▶ Data extract:
* * * *
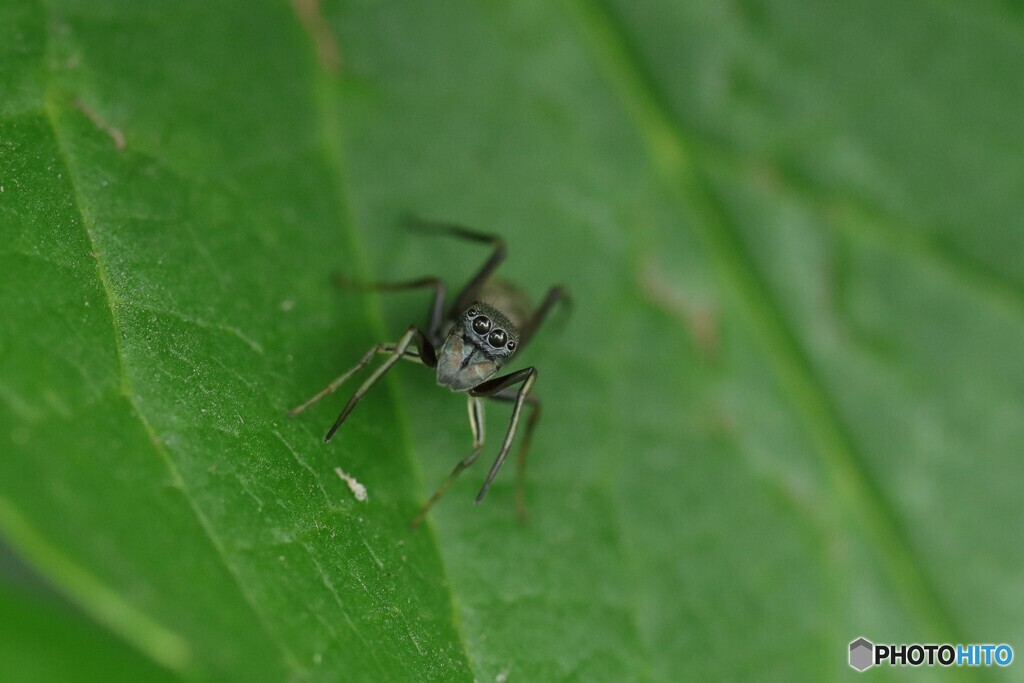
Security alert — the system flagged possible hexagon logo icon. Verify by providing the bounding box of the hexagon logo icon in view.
[850,638,874,671]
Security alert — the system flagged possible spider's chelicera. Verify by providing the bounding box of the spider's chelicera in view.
[289,216,566,524]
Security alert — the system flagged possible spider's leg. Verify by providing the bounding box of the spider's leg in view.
[487,387,541,521]
[406,218,506,319]
[324,325,436,443]
[288,344,421,418]
[469,368,537,503]
[519,285,572,350]
[413,396,483,526]
[335,275,444,345]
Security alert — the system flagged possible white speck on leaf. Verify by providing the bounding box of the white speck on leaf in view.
[334,467,368,503]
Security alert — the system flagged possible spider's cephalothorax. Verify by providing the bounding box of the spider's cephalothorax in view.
[289,221,565,524]
[437,301,519,391]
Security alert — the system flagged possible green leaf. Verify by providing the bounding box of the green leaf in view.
[0,0,1024,681]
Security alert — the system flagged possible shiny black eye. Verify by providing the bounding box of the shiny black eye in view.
[487,330,507,348]
[473,315,490,335]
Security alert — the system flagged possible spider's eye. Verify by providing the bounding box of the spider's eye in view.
[473,315,490,335]
[487,330,506,348]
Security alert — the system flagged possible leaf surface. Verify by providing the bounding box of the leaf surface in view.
[0,0,1024,681]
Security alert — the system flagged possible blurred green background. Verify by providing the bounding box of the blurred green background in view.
[0,0,1024,681]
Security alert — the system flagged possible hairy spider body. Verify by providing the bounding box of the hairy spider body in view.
[289,221,566,524]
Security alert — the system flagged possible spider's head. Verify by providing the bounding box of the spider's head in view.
[437,301,519,391]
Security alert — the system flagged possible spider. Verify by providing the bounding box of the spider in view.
[288,219,568,526]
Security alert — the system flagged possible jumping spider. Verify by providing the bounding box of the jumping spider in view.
[289,220,568,525]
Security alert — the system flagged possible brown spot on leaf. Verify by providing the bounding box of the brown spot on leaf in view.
[292,0,341,74]
[75,99,125,152]
[640,261,719,362]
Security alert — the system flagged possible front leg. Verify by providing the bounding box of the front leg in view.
[469,368,537,503]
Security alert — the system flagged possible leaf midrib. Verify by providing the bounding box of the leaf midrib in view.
[573,0,959,655]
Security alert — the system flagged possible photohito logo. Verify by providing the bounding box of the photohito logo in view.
[850,638,1014,671]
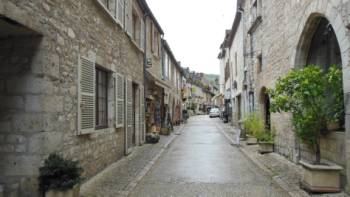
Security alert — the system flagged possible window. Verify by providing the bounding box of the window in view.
[162,52,168,79]
[235,52,238,77]
[95,67,108,128]
[140,18,145,50]
[257,54,262,73]
[151,25,160,56]
[100,0,118,18]
[117,0,125,26]
[132,10,141,43]
[149,23,154,52]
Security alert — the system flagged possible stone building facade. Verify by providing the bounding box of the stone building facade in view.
[162,39,183,124]
[228,0,350,191]
[0,0,160,196]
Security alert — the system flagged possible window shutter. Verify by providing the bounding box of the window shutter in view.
[117,0,125,27]
[140,85,146,144]
[125,78,133,154]
[125,0,132,37]
[140,19,145,50]
[115,73,125,128]
[78,57,96,134]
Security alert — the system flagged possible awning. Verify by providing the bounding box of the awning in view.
[146,71,171,89]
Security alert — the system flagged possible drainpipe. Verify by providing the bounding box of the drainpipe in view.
[143,12,148,136]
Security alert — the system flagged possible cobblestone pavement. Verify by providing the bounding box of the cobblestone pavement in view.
[80,126,183,197]
[215,117,348,197]
[130,116,289,197]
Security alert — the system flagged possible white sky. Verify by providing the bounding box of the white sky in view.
[147,0,237,74]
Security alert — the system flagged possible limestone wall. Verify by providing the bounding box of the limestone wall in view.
[0,0,143,196]
[244,0,350,189]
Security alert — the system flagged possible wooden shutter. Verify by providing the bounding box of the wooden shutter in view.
[115,73,125,128]
[140,18,145,50]
[125,0,133,37]
[78,57,96,134]
[140,85,146,144]
[117,0,125,27]
[125,78,133,154]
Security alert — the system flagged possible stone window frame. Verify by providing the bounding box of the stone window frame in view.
[256,53,263,73]
[95,64,109,130]
[96,0,126,31]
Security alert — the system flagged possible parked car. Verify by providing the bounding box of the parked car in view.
[209,108,220,118]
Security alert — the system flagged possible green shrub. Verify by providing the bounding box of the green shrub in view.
[39,153,83,192]
[256,131,275,143]
[243,112,265,137]
[268,65,344,163]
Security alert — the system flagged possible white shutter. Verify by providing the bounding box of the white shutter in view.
[140,18,145,50]
[125,78,133,154]
[140,85,146,144]
[115,73,125,128]
[78,58,95,134]
[117,0,125,27]
[125,0,132,37]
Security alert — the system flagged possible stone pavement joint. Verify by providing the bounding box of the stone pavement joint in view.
[81,125,185,197]
[216,121,349,197]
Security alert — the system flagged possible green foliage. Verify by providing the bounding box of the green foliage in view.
[256,132,275,143]
[39,153,83,192]
[268,65,344,162]
[243,112,265,136]
[190,103,198,111]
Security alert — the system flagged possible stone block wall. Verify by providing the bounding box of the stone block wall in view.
[0,0,143,196]
[244,0,350,191]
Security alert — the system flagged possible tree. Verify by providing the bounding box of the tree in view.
[268,65,344,163]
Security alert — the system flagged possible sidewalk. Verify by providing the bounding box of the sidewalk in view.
[80,125,185,197]
[217,121,348,197]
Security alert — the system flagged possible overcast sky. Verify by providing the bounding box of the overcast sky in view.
[147,0,236,74]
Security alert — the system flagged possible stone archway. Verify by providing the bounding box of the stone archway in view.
[291,0,350,189]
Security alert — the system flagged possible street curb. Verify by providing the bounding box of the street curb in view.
[120,124,185,196]
[215,123,310,197]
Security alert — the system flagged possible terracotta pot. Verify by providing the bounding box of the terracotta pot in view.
[160,128,170,135]
[246,135,258,145]
[300,161,343,193]
[45,185,80,197]
[259,142,274,154]
[327,122,340,131]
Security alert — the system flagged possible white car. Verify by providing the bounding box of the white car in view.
[209,108,220,118]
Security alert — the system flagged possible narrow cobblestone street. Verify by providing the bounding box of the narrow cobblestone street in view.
[130,116,288,196]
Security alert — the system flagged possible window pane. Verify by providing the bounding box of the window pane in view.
[96,68,108,127]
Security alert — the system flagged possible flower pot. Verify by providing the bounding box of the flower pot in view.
[45,185,80,197]
[146,133,160,144]
[300,161,343,193]
[246,135,258,145]
[160,127,170,135]
[259,142,273,154]
[327,122,340,131]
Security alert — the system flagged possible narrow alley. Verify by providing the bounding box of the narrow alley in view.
[131,116,289,197]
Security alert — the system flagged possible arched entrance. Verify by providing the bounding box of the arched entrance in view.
[295,13,349,183]
[296,15,345,126]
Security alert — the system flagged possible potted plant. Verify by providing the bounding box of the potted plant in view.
[39,153,83,197]
[243,112,265,145]
[268,65,343,192]
[256,131,275,154]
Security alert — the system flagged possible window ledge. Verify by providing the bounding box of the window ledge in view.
* * * *
▶ Your task:
Copy out every line from the one containing "Security alert — the system flagged possible awning." through the one containing "[244,0,350,191]", requests included. Scale each bounding box coordinate by 1.2 and round it to a whole number, with halves going up.

▶ Response for this exercise:
Security alert — the system flagged possible awning. Verify by providing the bounding box of the awning in view.
[175,85,205,107]
Security alert — the system flagged possible drainpipe. Verify by providing the bounding box of the drainpipe in view.
[172,14,178,163]
Security alert — the system flagged possible cobblestone pavement. Verify by providing the bounding box of the cobblestone pavement in view.
[96,151,220,236]
[258,140,418,236]
[156,139,347,236]
Security alert — the system flagged possible white sky. Verify by providing the bounding box of the white sky in view.
[176,0,284,89]
Security alert — the system flagged possible limestone wall. Verify by providing the bounding box of the limestone wall in view.
[0,0,172,235]
[293,0,420,227]
Security alert — the system flagged possible wooden shutter. Verify by providing the bounding box of the wooden shutter in view.
[138,88,150,154]
[168,22,174,60]
[150,0,160,44]
[94,68,115,161]
[168,102,175,173]
[140,0,150,32]
[150,94,160,185]
Security alert — the system flagged possible stone window frame. Verify by providing the bounding box of the stone window frame in view.
[307,64,316,88]
[114,77,131,156]
[115,0,151,37]
Security alert — the system flagged possible parked car. Verify by providing the bounding box of the parked car in view.
[251,130,264,142]
Security alert — the system flagged possible green shrub. Verify by providing the bounding box of the green shrub in view.
[47,184,100,230]
[307,157,330,172]
[292,134,318,164]
[322,78,413,196]
Security alert — the system flagged possible white shutter. Verify by providing the bounding box of the white shutter in view.
[168,22,174,60]
[150,94,160,185]
[168,102,175,173]
[138,88,150,154]
[94,70,114,161]
[140,0,150,32]
[150,0,158,44]
Security alert — the system flagged possible stone pavement joint. Verify by providing the bounding box of the stone pavement joint in view.
[97,150,222,236]
[259,145,419,236]
Security alert — the system flagged possible green foliage. Verify by providing the bounding box of the green foliage in view.
[307,158,330,172]
[47,184,100,230]
[322,78,413,194]
[292,134,318,163]
[228,124,238,133]
Security alert — the system flagged possible stone block wall. Verify by providing the bounding box of the stone block wall in view.
[0,0,172,235]
[293,0,420,229]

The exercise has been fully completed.